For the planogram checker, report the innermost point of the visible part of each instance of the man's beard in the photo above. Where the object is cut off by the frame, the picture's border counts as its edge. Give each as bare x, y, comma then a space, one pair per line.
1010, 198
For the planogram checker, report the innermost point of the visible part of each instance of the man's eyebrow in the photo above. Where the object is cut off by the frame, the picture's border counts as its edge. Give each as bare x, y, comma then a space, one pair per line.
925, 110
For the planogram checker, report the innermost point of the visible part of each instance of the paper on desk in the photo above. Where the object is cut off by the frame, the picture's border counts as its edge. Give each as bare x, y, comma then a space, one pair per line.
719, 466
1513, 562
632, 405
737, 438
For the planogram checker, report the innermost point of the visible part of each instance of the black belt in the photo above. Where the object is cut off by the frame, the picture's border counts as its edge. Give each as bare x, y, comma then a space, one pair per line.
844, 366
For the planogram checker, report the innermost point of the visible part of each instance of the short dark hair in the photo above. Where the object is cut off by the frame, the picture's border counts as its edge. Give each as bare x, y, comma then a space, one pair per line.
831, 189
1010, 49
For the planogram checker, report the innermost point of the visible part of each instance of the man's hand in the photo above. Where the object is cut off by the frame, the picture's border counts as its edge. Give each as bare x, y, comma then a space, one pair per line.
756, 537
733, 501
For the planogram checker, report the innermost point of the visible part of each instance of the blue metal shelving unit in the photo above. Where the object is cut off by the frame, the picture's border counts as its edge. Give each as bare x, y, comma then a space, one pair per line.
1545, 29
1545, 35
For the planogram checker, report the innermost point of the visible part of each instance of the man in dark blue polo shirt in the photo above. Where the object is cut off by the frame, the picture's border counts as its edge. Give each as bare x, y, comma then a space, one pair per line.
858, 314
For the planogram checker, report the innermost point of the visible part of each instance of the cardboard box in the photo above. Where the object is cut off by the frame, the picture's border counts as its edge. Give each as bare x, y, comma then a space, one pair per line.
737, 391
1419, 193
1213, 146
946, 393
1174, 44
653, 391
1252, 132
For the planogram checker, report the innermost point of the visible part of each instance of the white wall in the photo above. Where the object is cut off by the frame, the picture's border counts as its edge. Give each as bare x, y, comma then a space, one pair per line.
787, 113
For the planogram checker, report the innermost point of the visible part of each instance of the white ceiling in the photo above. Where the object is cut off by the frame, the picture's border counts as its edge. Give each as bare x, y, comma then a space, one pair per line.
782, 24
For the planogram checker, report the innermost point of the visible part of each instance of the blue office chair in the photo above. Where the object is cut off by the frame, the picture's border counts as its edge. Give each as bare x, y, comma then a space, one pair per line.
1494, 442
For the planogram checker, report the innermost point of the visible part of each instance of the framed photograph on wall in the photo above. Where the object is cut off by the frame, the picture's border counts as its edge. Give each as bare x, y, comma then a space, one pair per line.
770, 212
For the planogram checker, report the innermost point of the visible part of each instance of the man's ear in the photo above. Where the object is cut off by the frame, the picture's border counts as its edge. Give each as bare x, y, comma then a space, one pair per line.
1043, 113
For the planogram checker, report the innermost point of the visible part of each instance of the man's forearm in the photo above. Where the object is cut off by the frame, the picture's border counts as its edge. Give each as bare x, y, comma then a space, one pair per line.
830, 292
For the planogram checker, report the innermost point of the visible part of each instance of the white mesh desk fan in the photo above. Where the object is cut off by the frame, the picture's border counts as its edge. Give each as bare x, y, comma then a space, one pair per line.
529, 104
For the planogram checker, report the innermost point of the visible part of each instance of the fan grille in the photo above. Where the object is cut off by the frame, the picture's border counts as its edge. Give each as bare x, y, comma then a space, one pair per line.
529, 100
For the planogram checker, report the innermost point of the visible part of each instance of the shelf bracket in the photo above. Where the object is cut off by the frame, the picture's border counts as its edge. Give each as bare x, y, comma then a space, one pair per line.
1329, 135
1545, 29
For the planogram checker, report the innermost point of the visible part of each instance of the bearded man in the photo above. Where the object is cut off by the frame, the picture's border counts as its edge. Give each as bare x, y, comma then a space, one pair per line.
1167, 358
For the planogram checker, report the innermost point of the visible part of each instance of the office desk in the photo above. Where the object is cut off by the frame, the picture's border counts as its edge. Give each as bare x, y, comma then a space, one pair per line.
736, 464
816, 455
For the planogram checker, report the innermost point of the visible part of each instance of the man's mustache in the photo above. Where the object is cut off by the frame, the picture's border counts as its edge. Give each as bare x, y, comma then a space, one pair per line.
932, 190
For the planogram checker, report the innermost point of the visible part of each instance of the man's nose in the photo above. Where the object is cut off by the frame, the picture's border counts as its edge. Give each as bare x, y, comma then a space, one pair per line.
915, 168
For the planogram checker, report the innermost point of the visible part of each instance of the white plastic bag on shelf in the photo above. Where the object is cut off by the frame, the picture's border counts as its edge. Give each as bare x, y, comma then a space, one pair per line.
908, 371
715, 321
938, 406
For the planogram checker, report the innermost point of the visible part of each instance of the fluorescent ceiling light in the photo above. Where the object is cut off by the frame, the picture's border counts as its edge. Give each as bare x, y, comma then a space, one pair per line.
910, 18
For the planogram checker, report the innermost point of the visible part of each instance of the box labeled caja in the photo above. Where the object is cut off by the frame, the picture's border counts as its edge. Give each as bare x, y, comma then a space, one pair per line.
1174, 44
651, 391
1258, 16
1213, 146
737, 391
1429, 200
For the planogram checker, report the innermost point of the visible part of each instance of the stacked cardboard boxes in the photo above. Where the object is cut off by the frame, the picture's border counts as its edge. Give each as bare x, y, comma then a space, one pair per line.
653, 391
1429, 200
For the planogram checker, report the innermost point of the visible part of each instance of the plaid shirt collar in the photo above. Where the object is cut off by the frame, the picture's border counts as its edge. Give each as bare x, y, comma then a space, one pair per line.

**YOUR OBJECTIVE**.
The entries above must be returned exactly.

**RESULT BELOW**.
For the planogram checker, report the innermost point of the visible part of each instance of the man's beard in the photo above. Where the object is cut off by the frame, the picture's border counts as its edge. Give each as bare x, y, comma then a space, one pair per line.
1010, 198
For the planogram checker, report the innermost point of the visible part of each instance of the man's eyebrow in the photo above. Where the object is cut off by the frame, the picture's border counts as its edge. Give each as bare x, y, comma then a space, one pair per line.
925, 110
For the planogram checker, report the innermost point of the visible part of each instance of the paper on desk in the photo above. Where the object is cut off by the frame, the picture's border counts as its edge. Give each as bare x, y, comma then a space, one pair per line.
719, 466
1513, 562
632, 405
737, 438
For the planogram checker, report the innermost point of the visible part of each instance of the black belt in the photo above. Where the object is cut off by the frame, the picture's border counts as its edge. Give each as bare x, y, comma then a space, one pair per line.
844, 366
For the planogram checker, report the innermost point of the visible part of each instance of the short dark hair in the photo above. Where the object is cut off by the frame, the picture's border counts as its edge. Give each as bare x, y, comma then a space, one pair per line.
831, 189
1010, 49
For the planogram checker, report the innermost point of the visible part of each instance of the man's hand in the photo above. Where the object is cut off by the frame, the picture's border counts as its edge. Give each as bare x, y, comma then a space, one pair per line.
756, 537
733, 501
For the planogram checker, report the innermost point of the visible part of each instance of the blue metal shelving unit in the photo above. Where the object is cut off by the frame, the picture's border counts as its edge. Give each as bare x, y, comma then a space, one pair per line.
1545, 29
1545, 35
For the planogram checker, report the innermost point of the visible part of each instance of the man in dark blue polo shirt in the photo above. Where the object is cut off by the frame, the picture's border counts as its edge. Give each as bare x, y, comma then a space, one pair per line.
858, 314
For the planogram checker, report the innermost point of the visible part of each instance of the cardboard box in the photo above. Where the object is cut off by the frame, the picture's border counts as its edge. Give each as bare x, y, comma then a space, one pair per line.
737, 391
1419, 193
1213, 146
946, 393
1174, 44
653, 391
1252, 132
For the planogram checker, report the innermost point of the visible part of each instance of the white wall in the photo above. Where the object is cut off by the frame, the picture's border counts as its edge. Give each as bare x, y, comma then a space, one pair per line.
787, 113
For the planogram checker, report the innermost point of the visible part of each instance of the white ceiling in the photo above. Where the object is cut off by the frame, the picture's border counts as its edge. Give each as bare x, y, comma then a space, one pair per line.
782, 24
For the planogram checker, report the innermost point of the visible part of each instance of the blue office chair in the photo above. Where the object is cut off by the frame, the picture's border counts as its edge. Give each as bare x, y, comma then a space, one pair per line.
1494, 442
For the planogram checker, report the innermost point of the visible part of each instance of the framed photograph on wall in the photo above. Where the object is cut off by the frame, the picture's border counts as its edge. Give each as bare x, y, comma then a space, one pair per line.
770, 212
For the planogram checker, report the innermost point of the visible part of each instance of the man's ear in the photo above. Where the object is cut off by the frame, the picture's border counts as its edge. Give each as bare x, y, comma then a space, one pair per line.
1043, 113
For the planogram checker, report the innermost point of the visible part of each instance of the man's forearm in the photo above. Where the object is cut off by the frame, the picture's border counts as its edge. Give each as bare x, y, comma then a space, one pair per line.
830, 292
For the planogram checker, report the innermost point of the visible part of each instance of the white mesh desk fan in the photo above. Where the object is cut off by the frame, the picture's border counts as its edge. Give each as bare x, y, comma then a space, one pair per line.
529, 104
For the planogram checker, report the innermost point of the visible part of each instance of the fan grille in the photo above. Where the object is cut off by the frame, the picture's border counts as its edge. Give each as bare x, y, comma then a space, one pair per line.
529, 100
For the planogram checker, report the innermost point of the visible part of each instance of the shelf bracket in the photo above. Where the object is cut off by the frame, the picture's border counts as its edge. Give each as bare x, y, comma then a space, one pair per line.
1329, 135
1545, 29
For the planogram checker, report the innermost point of the visible part of each instance of the bearded man in the photo above. Where the object is cut off by the frame, the picture's border counts as its edge. Give each as bare x, y, comma then a space, one pair per line.
1167, 358
For the planogram checker, report the innermost point of the visible part of each instance of the office desk in the photo above. Where the object is cut off by the frame, the picture's border counts as its edge. Give each as bare x, y, comma then a space, one pair per line.
736, 464
816, 455
For the planogram checker, report the innermost point of the visible part of each instance of the man's mustache in the photo above. Where the object is cut off by the frame, the picture's border counts as its edge. Give each as bare x, y, comma then a space, one pair per line.
932, 190
For the planogram checker, report the innermost point of the visible part of each instance of the man's nose in the photo above. Where the object is cut off by the frame, the picture's border counts as its edge. Give each as bare x, y, comma then a space, one pair per line.
915, 168
For the planogram checker, report the innermost point of the visible part of each instance of the white plastic bag on shelf in the photo above. Where the object is cut off by the frame, the picture's border counts as its edge. Give each as bare x, y, comma then a space, one pair per line.
908, 371
715, 321
938, 406
For the planogram checker, report the innermost point of the visible part of each instance of the fluorescent ceiling light in the photo above. Where the object is cut off by the frame, the picture's border counts as its edge. Give each as bare x, y, comma then a space, one pair per line.
910, 18
For the planogram checker, report the innermost point of the visible part of each instance of the box labeled caja in the photo above. Where the object is cut off by the frame, the picture's border counts as its edge. Give each as bare x, y, comma then a space, one pair per line.
1174, 44
651, 391
1258, 16
1213, 146
737, 391
1429, 200
For the planogram checker, report the innermost point of the visible part of each instance of the stacked cardboard boxes in the photo above. Where the object is cut off by the frame, the picture's border counts as its edge. Give each as bare x, y, comma then a space, one pair per line.
653, 391
1429, 200
For the planogram checker, report the innermost point of the visible part of each instance of the plaid shirt collar in the photo above. Where the object is cut off by the frame, the picture's border counts as its edge. Give each as bare x, y, comma then a space, one pair per line.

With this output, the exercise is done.